Indy’s Great Fires

Last month televised news showed images of the devastating wildfires sweeping across the northern suburbs of Los Angeles County, California, leaving whole neighborhoods in ashes. My cousin’s home in Sunset Hollywood Hills was spared as flames raged ten minutes away. Some of his friends lost their homes and familiar streetscapes were laid waste by the conflagration. Fortunately, while Indianapolis has never experienced such widespread devastation from a firestorm, the city has had its share of great fires.
The first recorded fire in the fledgling village of Indianapolis occurred two hundred years ago on Monday evening, January 17, 1825, between seven and eight o’clock, at the Thomas Carter Hotel, located on the present site of the Julia Carson Transit Center. The blaze began in a storage building, adjoining the rear of the establishment, from a keg of ashes and quickly spread to the new two-story frame hotel. With no organized fire brigade, the citizenry did what they could and salvaged some furnishings, but the Carter Hotel was a loss. Eighteen months later, the Indianapolis Fire Company was organized with volunteers and no equipment except for buckets and ladders.
■ ■ ■ ■ ■
Written tasks
[1] Using the piece on Indianapolis fires, answer each question:
(a) In what neighborhood was the author's cousin's home?
(b) On what date did the first recorded fire in Indianapolis occur?
(c) What equipment did the Indianapolis Fire Company have when it was organized?
[2] What might come next in the piece on Indianapolis fires? Write a continuation of it, starting after its final sentence.
These records were drawn from a separate source.

(Rows from a pointing dataset)
■ ■ ■ ■ ■
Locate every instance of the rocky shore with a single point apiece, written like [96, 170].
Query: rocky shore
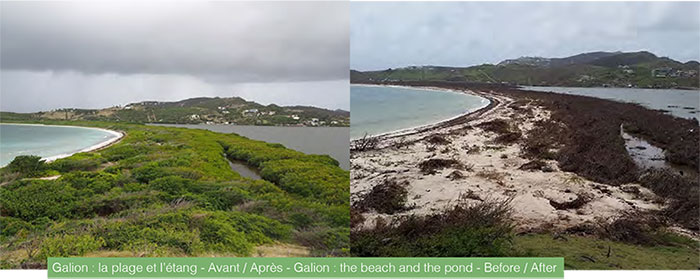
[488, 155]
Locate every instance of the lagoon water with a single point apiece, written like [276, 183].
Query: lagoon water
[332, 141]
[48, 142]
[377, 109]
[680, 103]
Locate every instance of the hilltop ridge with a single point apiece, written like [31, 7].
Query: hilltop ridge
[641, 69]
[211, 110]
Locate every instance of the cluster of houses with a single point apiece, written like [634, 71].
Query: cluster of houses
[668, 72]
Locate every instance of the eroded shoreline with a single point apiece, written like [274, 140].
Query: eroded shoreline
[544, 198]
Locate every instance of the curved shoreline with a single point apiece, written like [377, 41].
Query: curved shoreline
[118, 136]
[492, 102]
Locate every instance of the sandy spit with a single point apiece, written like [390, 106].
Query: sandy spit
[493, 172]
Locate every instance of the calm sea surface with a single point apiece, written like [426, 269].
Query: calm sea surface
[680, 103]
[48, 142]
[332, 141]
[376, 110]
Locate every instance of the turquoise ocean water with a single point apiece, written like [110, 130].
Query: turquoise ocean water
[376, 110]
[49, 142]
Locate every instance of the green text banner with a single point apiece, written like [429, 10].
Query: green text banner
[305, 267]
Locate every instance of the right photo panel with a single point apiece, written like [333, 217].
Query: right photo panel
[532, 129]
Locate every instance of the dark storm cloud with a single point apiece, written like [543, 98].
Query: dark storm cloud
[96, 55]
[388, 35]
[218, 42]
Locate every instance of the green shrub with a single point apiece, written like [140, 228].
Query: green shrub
■ ■ ■ ■ ■
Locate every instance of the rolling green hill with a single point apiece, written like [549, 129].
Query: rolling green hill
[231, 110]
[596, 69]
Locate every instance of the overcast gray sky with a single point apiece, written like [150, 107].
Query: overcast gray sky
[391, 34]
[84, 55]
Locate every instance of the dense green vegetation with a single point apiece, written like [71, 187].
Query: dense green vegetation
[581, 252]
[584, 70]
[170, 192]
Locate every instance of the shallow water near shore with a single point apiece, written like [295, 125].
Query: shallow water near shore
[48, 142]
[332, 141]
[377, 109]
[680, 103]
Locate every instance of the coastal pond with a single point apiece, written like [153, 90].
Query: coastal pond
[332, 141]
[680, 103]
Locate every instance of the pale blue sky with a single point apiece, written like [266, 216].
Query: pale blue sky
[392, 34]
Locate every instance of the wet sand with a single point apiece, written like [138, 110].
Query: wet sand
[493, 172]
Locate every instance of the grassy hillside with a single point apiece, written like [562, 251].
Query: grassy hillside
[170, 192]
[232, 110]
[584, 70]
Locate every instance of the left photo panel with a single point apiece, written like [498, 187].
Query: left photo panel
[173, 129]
■ ■ ■ ■ ■
Results in order
[1]
(a) Sunset Hollywood Hills
(b) Monday evening, January 17, 1825
(c) Only buckets and ladders

[2]
With the construction of the State House, the legislature authorized the city of Indianapolis in 1835 to acquire a hand pump fire engine, 25 buckets, and four ladders that could reach the top of the new structure. A building to house the engine was erected on the northwest side of the Circle and five public wells dug for fire protection. The volunteer company was reorganized as the Marion Fire Engine Company. Eventually, four other groups of volunteers were organized into the Independent Relief Company, Western Liberties Company, the Invincible Company, and the Northwestern Fire Company to handle other engines. The volunteer companies responded to numerous fires and, on occasion, buildings were “saved from destruction by hard work of the engine companies and hundreds of citizens who formed bucket lines.” The volunteer force was disbanded in 1859 when the city authorized a paid department that initially consisted of two hand engines hauled by horses and a hook and ladder company. The following year, three horse-drawn steam engines were added to the force and a watchtower was placed atop Glenn’s Block, southside of Washington St between Meridian and Pennsylvania.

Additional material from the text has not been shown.